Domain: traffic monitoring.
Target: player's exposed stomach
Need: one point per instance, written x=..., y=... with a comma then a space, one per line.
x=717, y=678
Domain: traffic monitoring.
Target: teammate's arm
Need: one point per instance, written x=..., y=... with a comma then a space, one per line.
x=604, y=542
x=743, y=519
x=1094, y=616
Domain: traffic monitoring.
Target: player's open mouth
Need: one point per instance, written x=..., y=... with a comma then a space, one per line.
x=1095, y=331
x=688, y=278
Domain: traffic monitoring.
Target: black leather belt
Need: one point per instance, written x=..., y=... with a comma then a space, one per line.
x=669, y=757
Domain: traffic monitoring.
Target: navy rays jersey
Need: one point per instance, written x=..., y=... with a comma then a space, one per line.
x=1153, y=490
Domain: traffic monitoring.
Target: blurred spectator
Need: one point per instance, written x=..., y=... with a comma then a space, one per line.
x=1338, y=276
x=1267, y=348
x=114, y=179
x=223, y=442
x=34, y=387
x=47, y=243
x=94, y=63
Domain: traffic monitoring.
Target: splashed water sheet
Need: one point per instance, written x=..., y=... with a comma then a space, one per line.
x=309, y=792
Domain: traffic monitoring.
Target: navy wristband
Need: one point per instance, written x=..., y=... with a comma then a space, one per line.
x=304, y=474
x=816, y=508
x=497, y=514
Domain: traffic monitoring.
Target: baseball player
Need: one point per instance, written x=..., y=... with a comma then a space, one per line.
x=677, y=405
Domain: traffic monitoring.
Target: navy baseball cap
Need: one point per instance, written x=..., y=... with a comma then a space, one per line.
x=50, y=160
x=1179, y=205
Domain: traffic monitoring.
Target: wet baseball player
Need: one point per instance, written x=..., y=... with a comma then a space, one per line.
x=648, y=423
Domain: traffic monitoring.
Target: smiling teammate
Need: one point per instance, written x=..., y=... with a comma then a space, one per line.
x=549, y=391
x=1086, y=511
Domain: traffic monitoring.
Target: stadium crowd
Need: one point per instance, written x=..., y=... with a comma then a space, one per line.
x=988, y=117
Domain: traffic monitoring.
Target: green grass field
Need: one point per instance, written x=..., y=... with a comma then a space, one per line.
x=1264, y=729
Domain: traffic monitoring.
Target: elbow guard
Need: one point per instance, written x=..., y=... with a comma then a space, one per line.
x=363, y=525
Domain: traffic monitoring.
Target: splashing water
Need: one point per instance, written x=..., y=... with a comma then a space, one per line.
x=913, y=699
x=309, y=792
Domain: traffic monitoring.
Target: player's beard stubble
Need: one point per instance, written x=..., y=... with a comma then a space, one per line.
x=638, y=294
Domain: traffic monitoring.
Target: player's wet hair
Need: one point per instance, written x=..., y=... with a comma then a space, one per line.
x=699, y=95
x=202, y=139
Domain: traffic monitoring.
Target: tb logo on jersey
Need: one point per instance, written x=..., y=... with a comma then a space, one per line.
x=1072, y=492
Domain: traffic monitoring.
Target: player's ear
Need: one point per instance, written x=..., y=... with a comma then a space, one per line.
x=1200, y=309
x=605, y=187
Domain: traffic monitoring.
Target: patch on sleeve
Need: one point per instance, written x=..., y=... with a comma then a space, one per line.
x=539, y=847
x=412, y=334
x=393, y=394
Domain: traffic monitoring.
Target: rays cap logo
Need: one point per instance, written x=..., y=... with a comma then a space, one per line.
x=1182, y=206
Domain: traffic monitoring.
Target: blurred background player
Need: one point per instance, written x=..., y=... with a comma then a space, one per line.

════════════════════

=== Aim of the task ===
Present all of the lines above as a numbered list, omitting any blank lines.

=== Response to the exercise ===
1. Domain: traffic monitoring.
2. Target: player's exposed stomach
3. Need: one point per instance, written x=..., y=... with a comma then a space, one per line.
4. x=717, y=678
5. Domain: traffic monitoring.
6. Target: teammate's arm
7. Need: one point per instance, written x=..., y=... with a comma then a space, one per line.
8. x=604, y=542
9. x=743, y=519
10. x=1094, y=616
11. Domain: traffic monitoring.
12. Target: player's open mouth
13. Need: one point per instance, written x=..., y=... with a comma then a space, one per line.
14. x=1095, y=331
15. x=688, y=278
16. Domain: traffic monitoring.
17. Target: black leather belt
18. Need: one point per instance, written x=..., y=... with a comma then a space, one per line.
19. x=669, y=757
20. Domain: traffic monitoring.
21. Target: navy rays jersey
22. Need: one point per instance, written x=..., y=... with a comma then a space, one per line.
23. x=1153, y=490
24. Domain: traffic monitoring.
25. Target: blurred spectator
26. Need: one point per instance, written x=..., y=... with a comma then a space, one per line.
27. x=1338, y=276
28. x=1267, y=348
29. x=114, y=179
30. x=223, y=442
31. x=34, y=387
32. x=47, y=243
33. x=94, y=63
34. Domain: traffic monitoring.
35. Target: splashed water sheet
36. Need: one point per instance, written x=..., y=... with a comma then a space, one per line.
37. x=309, y=792
38. Domain: traffic monitoring.
39. Target: navy wristband
40. Need: one point per instance, written x=..., y=... with a comma then a space, one per line.
41. x=304, y=474
42. x=816, y=508
43. x=497, y=514
44. Domain: traffic monitoring.
45. Target: baseball player
46. Need: one point per instance, written x=..., y=... with a comma then a space, one per line.
47. x=677, y=405
48. Domain: traffic monitoring.
49. Target: navy baseball cap
50. Need: one point per instance, written x=..., y=... with a comma then a space, one per line.
51. x=50, y=160
52. x=1179, y=205
53. Domain: traffic monitoring.
54. Target: wet baseball player
55. Need: one point per instance, written x=..., y=... with a comma then a space, one per line.
56. x=648, y=423
57. Domain: traffic monitoring.
58. Target: smiling teammate
59. Need: one point per instance, written x=..., y=... with a comma then a space, one per line.
60. x=549, y=391
61. x=1086, y=511
62. Domain: traffic monitoring.
63. Target: stadium crowd
64. Need: one point per instance, written x=..., y=... with a comma then a space, one per line.
65. x=988, y=117
66. Domain: traffic monitoring.
67. Target: green grass field
68. Need: one point per instance, written x=..., y=... with a comma then a space, one per line.
69. x=1264, y=729
70. Domain: traffic monitoring.
71. Target: elbow guard
72. Need: one point per instance, written x=..., y=... with a comma then a space, one per line.
73. x=363, y=525
74. Domain: traffic monitoring.
75. Target: splashing water
76. Need: one point per instance, written x=..., y=... with a comma then a space, one per line.
77. x=913, y=699
78. x=309, y=792
79. Domain: traffic monitoring.
80. Target: player's beard stubble
81. Need: one point per instance, written x=..., y=... with a comma then a space, one per line.
82. x=638, y=294
83. Domain: traffic monitoring.
84. Target: player's wet hair
85. Need: one point per instance, written x=..., y=... with a comma then a space, one per line.
86. x=699, y=95
87. x=202, y=139
88. Domain: traffic monitoring.
89. Target: tb logo on jersey
90. Need: one point per instance, written x=..., y=... with a comma then a space, one per line.
91. x=1072, y=492
92. Domain: traffic monitoring.
93. Target: player's ear
94. Need: one point per instance, written x=..., y=... with a comma then a space, one per line.
95. x=1200, y=309
96. x=605, y=187
97. Domain: traffic monitoring.
98. Target: patch on sleeve
99. Need: one point per instance, written x=..., y=... with a comma then a space, one per line.
100. x=539, y=847
101. x=412, y=334
102. x=393, y=394
103. Domain: traffic monitoring.
104. Target: rays cap logo
105. Need: one point per instance, written x=..., y=... with a comma then a space, one per line.
106. x=1182, y=206
107. Domain: traffic monitoring.
108. Target: blurred background player
109. Need: one point per instance, written x=..., y=... with a comma then a space, one per line.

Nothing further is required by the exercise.